Mengenal sosok Ronggo Warsito
RONGGO WARSITO
Nama Raden Ngabehi
Ronggowarsito memang sudah tidak asing lagi. Dia adalah seorang pejangga
keraton Solo yang hidup pada 1802-1873. Tepatnya lahir hari Senin Legi 15 Maret 1802, dan wafat 15 Desember 1873, pada hari Rabu Pon. Pujangga yang dibesarkan
di lingkungan kraton Surakarta ini namanya terkenal karena dialah yang
menggubah Jangka Jayabaya yang tersohor hingga ke mancanegara itu. Hingga
sekarang kitab ramalan ini masih menimbulkan kontroversi.
R. Ng. Ronggowarsito adalah bangsawan keturunan Pajang, dengan silsilah sebagai
berikut :
-
P. Hadiwijoyo (Joko Tingkir)

——

Tulislah lanjutan teks tentang Ronggowarsito di atas, dimulai tepat setelah baris terakhirnya.

### DATA TERSEDIA:
——

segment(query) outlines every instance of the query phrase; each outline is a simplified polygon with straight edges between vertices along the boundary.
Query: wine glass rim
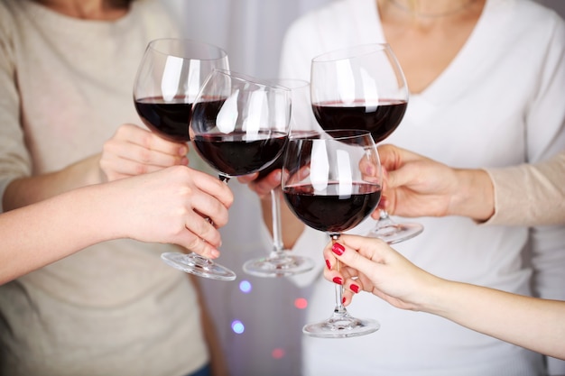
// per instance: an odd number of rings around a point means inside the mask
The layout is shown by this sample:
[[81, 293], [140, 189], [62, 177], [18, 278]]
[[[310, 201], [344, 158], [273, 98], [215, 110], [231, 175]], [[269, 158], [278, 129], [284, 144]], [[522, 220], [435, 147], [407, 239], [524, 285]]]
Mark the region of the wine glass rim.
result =
[[[321, 53], [312, 59], [312, 63], [323, 63], [343, 60], [357, 56], [364, 56], [378, 50], [392, 50], [388, 43], [365, 43], [348, 46], [342, 49], [332, 50]], [[354, 53], [352, 53], [354, 52]]]
[[[301, 79], [301, 78], [267, 78], [267, 81], [273, 82], [276, 86], [281, 86], [282, 87], [286, 87], [289, 90], [299, 89], [301, 87], [306, 87], [310, 86], [310, 82]], [[284, 82], [293, 82], [296, 86], [291, 87], [290, 85], [284, 85]]]
[[[194, 57], [194, 58], [187, 58], [186, 56], [178, 56], [181, 54], [175, 54], [173, 52], [165, 52], [162, 50], [159, 49], [156, 44], [158, 43], [162, 43], [163, 41], [172, 41], [172, 42], [178, 42], [178, 43], [182, 43], [182, 44], [193, 44], [195, 46], [199, 46], [199, 47], [205, 47], [205, 48], [208, 48], [211, 50], [215, 50], [218, 52], [218, 56], [217, 57]], [[194, 60], [194, 59], [198, 59], [199, 60], [222, 60], [222, 59], [226, 59], [227, 57], [227, 52], [226, 52], [226, 50], [215, 44], [212, 43], [208, 43], [205, 41], [195, 41], [193, 39], [190, 39], [190, 38], [158, 38], [158, 39], [153, 39], [153, 41], [150, 41], [149, 43], [147, 43], [147, 50], [153, 50], [157, 53], [160, 53], [162, 55], [168, 55], [168, 56], [174, 56], [176, 58], [180, 58], [180, 59], [186, 59], [186, 60]]]
[[289, 133], [290, 140], [347, 140], [356, 137], [368, 136], [373, 141], [373, 136], [369, 131], [363, 129], [332, 129], [332, 130], [308, 130]]
[[212, 69], [212, 71], [210, 72], [210, 74], [208, 75], [208, 78], [209, 79], [215, 72], [223, 74], [225, 76], [231, 77], [231, 78], [233, 78], [235, 79], [237, 79], [238, 81], [250, 82], [252, 84], [262, 86], [262, 87], [273, 87], [273, 88], [276, 88], [276, 89], [284, 90], [284, 91], [289, 92], [289, 93], [291, 92], [291, 89], [289, 87], [283, 87], [282, 85], [277, 85], [273, 80], [263, 79], [263, 78], [256, 78], [256, 77], [254, 77], [254, 76], [250, 76], [248, 74], [236, 72], [236, 71], [234, 71], [232, 69], [221, 69], [221, 68], [214, 68]]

——

### PENYELESAIAN:
- P. Benowo, putera Emas (Panembahan Radin)
-
P. Haryo Wiromenggolo (Kajoran)
-
P. Adipati Wiromenggolo (Cengkalsewu)
-
P.A. Danuupoyo, KRT Padmonegoro (Bupati Pekalongan)
-
R.Ng. Yosodipuro (Pujangga keraton Solo)
R. Ng.Yosodipuro alias Bagus Burham adalah R.Ng.Ronggowarsito yang kita kenal.
Semasa kecil hingga remaja dia memang lebih dikenal dengan nama Bagus Burhan,
dan pernah menuntut ilmu di Pesantren Tegalsari atau Gebang Tinatar.
Dari jalur ibundanya, R.Ng.Ronggowarsito merupakan seorang
bangsawan berdarah Demak, dengan silsilah sebagai berikut:
-
R. Trenggono (Sultan Demak ke III)
-
R.A. Mangkurat
- R.T. Sujonoputero (Pujangga keraton Pajang)
- K.A. Wongsotruno
- K.A. Noyomenggolo (Demang Palar)
- R. Ng. Surodirjo I
- R.Ng. Ronggowarsito/Bagus Burham.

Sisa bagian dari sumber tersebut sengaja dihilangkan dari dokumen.